Hacking the High Street: Georgia Dymock’s Solo Exhibition ‘Under our Together’

Young British painter Georgia Dymock’s lockdown experience resulted in a chapter of uninterrupted creativity. Her new solo show of human hybrid entity figures opens this week at London’s JD Malat Gallery, and plunges us into a sea of bodies conceived on computers and born on canvas, existing somewhere outside the mainframe.

In honour of International Women’s Day, it runs alongside an accompanying partnership project with the curatorial platform W1 Curates, whose motto “ART, NOT ADS”  promotes the injection of art into the digital, public realm. 

Georgia Dymock, Intertwined Figures with a Fan, 2021. Oil on canvas. 150 cm x 170 cm.

In true hybrid fashion and in honour of International Women's Day, Dymock’s upcoming solo show at JD Malat is being rung in with a digital installation on the mammoth outdoor screens of Flannels department store on Oxford Street in partnership with W1 Curates. A stone's throw from Oxford Circus, this strip of road is home to some of the highest concentrations of pedestrian foot traffic in all of London. The larger than life screen ‘canvas' challenges the traditional media arena, inserting contemporary art into a context normally reserved for commercial advertising. 

Georgia Dymock, Intertwined Figures, 2021 at Flannels, 167 Oxford Street, London W1D 2JP.

By subverting the conventional mode of exhibition-making and implanting art into the public space, Dymock's artworks are granted room to disrupt the pace of the prosaic high street, potentially reaching individuals who may not have been able to see the work otherwise. The artwork turns into an encounter; a discovery colliding with all the real-world messiness of a bustling city street.

Georgia Dymock, Blue Figures, 2021. Oil on canvas. 170 cm x 150 cm.

The way the paintings translate onto the big screen speaks to Dymock's unique process, which starts with a digitally rendered image that she later executes in oil on canvas. She engages with a broad colour palette from the start, employing a mastery of both photoshop and physical paint mixology and, most importantly, an understanding of the bridge between the two. The intersection of realities looks like abstract figurations that have almost become amorphous, paired with backgrounds that layer the noisy grain of computational patterns with classical employment of line and perspective. The resulting canvases maintain a painterly presence but reference digital aesthetics, invariably questioning what it means to be human during the digital age.

*Dataset records*.
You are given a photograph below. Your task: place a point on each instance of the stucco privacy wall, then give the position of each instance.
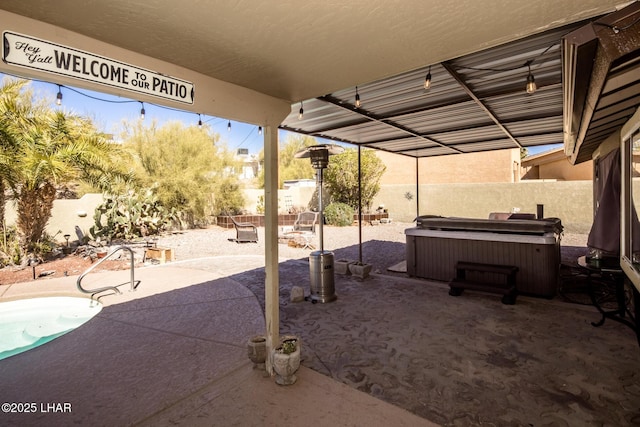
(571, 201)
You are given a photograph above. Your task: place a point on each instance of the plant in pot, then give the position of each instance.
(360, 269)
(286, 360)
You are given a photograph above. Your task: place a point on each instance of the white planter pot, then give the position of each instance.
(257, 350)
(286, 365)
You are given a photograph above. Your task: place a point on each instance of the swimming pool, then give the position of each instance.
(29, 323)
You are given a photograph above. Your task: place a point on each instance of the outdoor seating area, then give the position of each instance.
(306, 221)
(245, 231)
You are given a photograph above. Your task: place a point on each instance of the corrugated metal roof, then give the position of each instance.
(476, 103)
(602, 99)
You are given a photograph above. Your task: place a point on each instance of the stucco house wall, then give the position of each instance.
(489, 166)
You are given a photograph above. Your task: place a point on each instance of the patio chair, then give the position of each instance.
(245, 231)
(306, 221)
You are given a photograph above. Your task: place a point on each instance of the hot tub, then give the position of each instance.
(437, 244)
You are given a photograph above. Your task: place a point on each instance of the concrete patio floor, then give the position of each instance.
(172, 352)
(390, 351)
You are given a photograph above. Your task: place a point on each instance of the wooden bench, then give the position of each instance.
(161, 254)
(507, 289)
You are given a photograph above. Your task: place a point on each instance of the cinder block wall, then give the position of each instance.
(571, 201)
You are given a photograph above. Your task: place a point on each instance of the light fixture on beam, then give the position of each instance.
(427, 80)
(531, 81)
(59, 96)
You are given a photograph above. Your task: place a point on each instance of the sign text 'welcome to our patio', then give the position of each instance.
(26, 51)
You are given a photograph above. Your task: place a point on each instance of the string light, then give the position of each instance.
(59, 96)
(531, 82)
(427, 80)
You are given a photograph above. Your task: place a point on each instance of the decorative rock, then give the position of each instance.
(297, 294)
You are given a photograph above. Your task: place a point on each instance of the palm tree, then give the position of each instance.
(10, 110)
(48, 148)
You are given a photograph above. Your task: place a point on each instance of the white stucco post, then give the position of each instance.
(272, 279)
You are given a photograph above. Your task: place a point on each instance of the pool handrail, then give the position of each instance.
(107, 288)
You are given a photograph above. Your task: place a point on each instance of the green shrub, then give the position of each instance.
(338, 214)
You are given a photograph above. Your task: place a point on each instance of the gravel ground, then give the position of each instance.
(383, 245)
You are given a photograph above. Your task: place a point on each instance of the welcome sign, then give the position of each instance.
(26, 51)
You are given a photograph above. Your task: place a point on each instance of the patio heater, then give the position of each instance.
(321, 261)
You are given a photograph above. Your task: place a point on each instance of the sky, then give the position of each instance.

--

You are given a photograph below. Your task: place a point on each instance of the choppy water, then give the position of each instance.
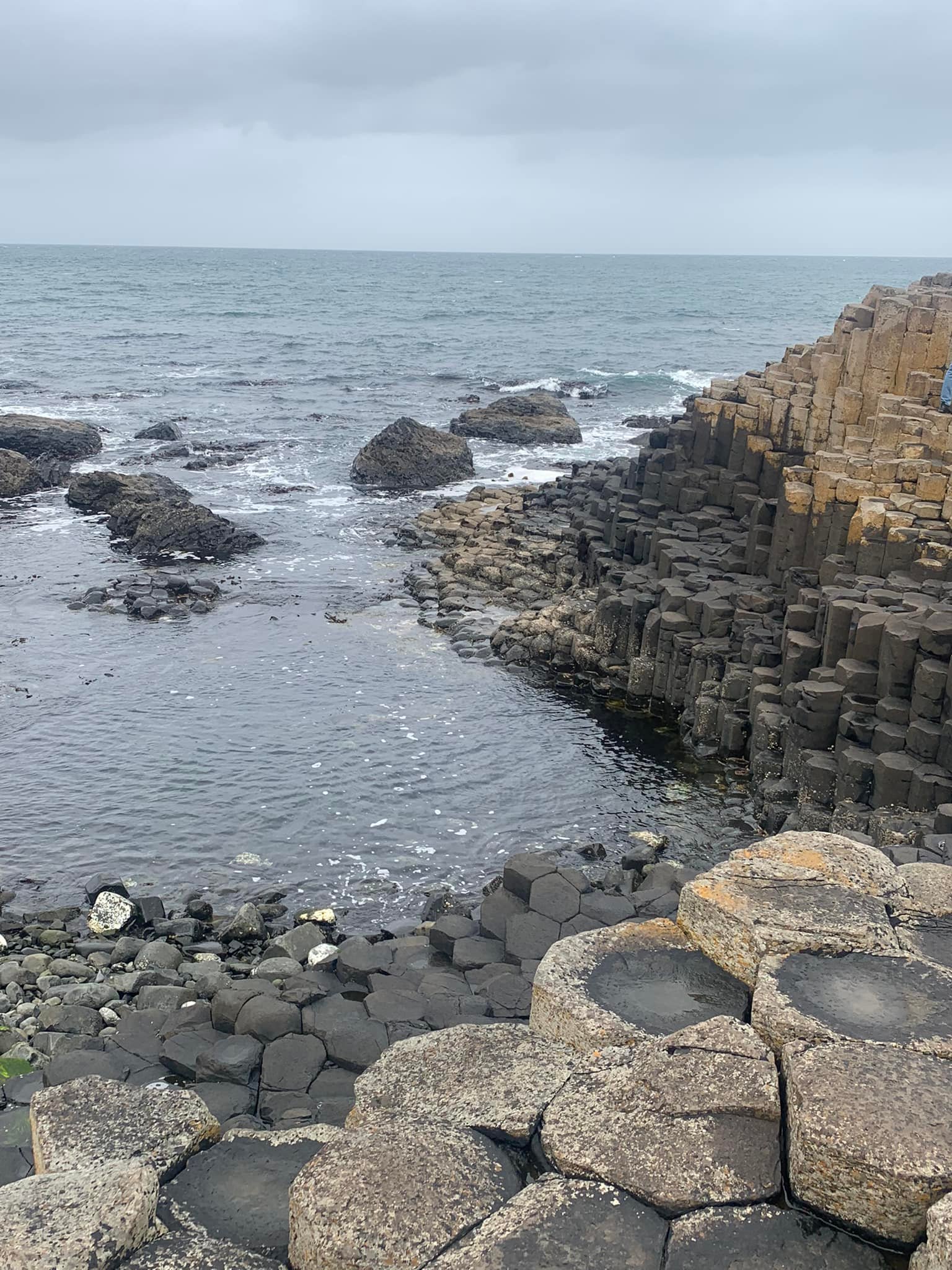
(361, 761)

--

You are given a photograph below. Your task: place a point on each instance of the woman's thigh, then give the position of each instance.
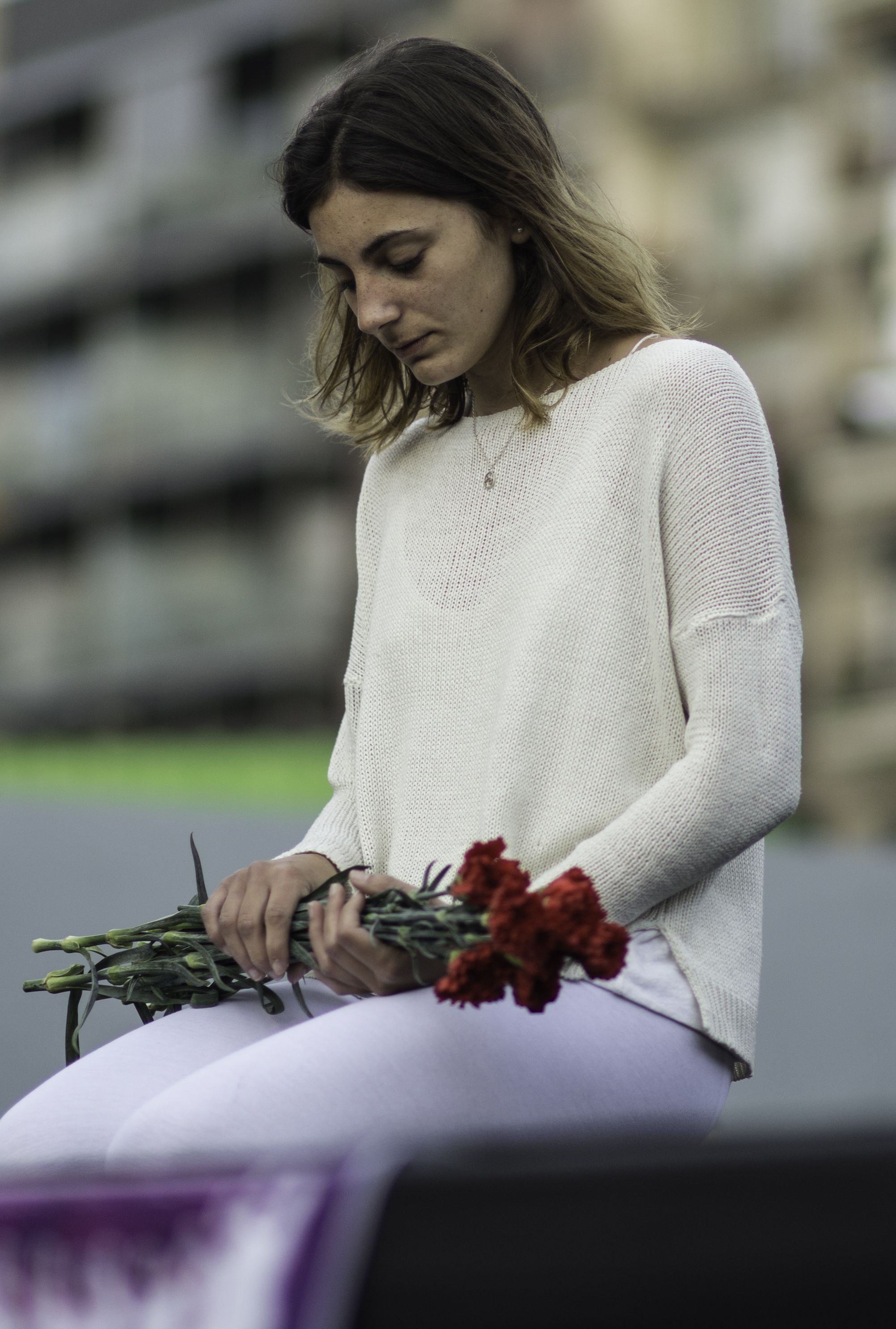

*Your goal*.
How might the article on Georgia Dymock's solo show continue after its final paragraph? Write the next passage.

*Task answer*.
Georgia Dymock, Figures,Seduced, 2021. Oil on canvas. 150 cm x 150 cm.

I am interested in the ‘imperfections’ that come through the labour of the painterly process, where the paint gathers and hairs of the brush sit on the canvas.
— Georgia Dymock

Georgia Dymock in her studio, 2022.

Dymock's figures are voluptuous and emotive, with their hypnotic contortions recontextualising the portrayal of surrealism as a post-contemporary, reimagined style. Vast planes of exposed skin do not feel nude, camouflaged by vibrant colour fields and a dynamic play with proportion and figural construction. Dymock has taken strong influence from Polish artist Tamara de Lempicka as well as Picasso, adding that:

The flesh that marks out the figurative elements in my paintings both sticks to and challenges the idea of a surface as a defining boundary, the bodies are ambiguous as limbs slip, twist, and fuse into one another.

Ultimately, the figures exist between the virtual and the physical and mirror our recent mass adaptation to online viewing rooms, Zoom rooms, and other digital spaces. Exemplified by the diverse landscapes they inhabit, Dymock’s artworks are just as comfortable in a white cube gallery as they are floating above the boulevard.

Under our Together is on view from 11 March through 9 April 2022 at JD Malat Gallery in London. Flannels’ digital projection is on view through 20 March. Accompanying the exhibition is an essay written by Sotheby’s Institute of Art Program Director of MA Art Business David Bellingham.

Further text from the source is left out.